====== DATA FOR REVIEW

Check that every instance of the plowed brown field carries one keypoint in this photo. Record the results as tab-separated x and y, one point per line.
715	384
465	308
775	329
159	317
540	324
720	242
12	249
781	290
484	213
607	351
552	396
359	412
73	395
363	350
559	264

============

Give back the data above exactly, so that every line matches.

Check that every instance of the plowed brown field carries one keypoint in this photo. Record the results as tab-separated x and y, one point per line.
715	384
465	308
775	329
159	317
540	324
720	242
12	249
781	290
484	213
607	351
552	396
359	412
73	395
363	350
559	264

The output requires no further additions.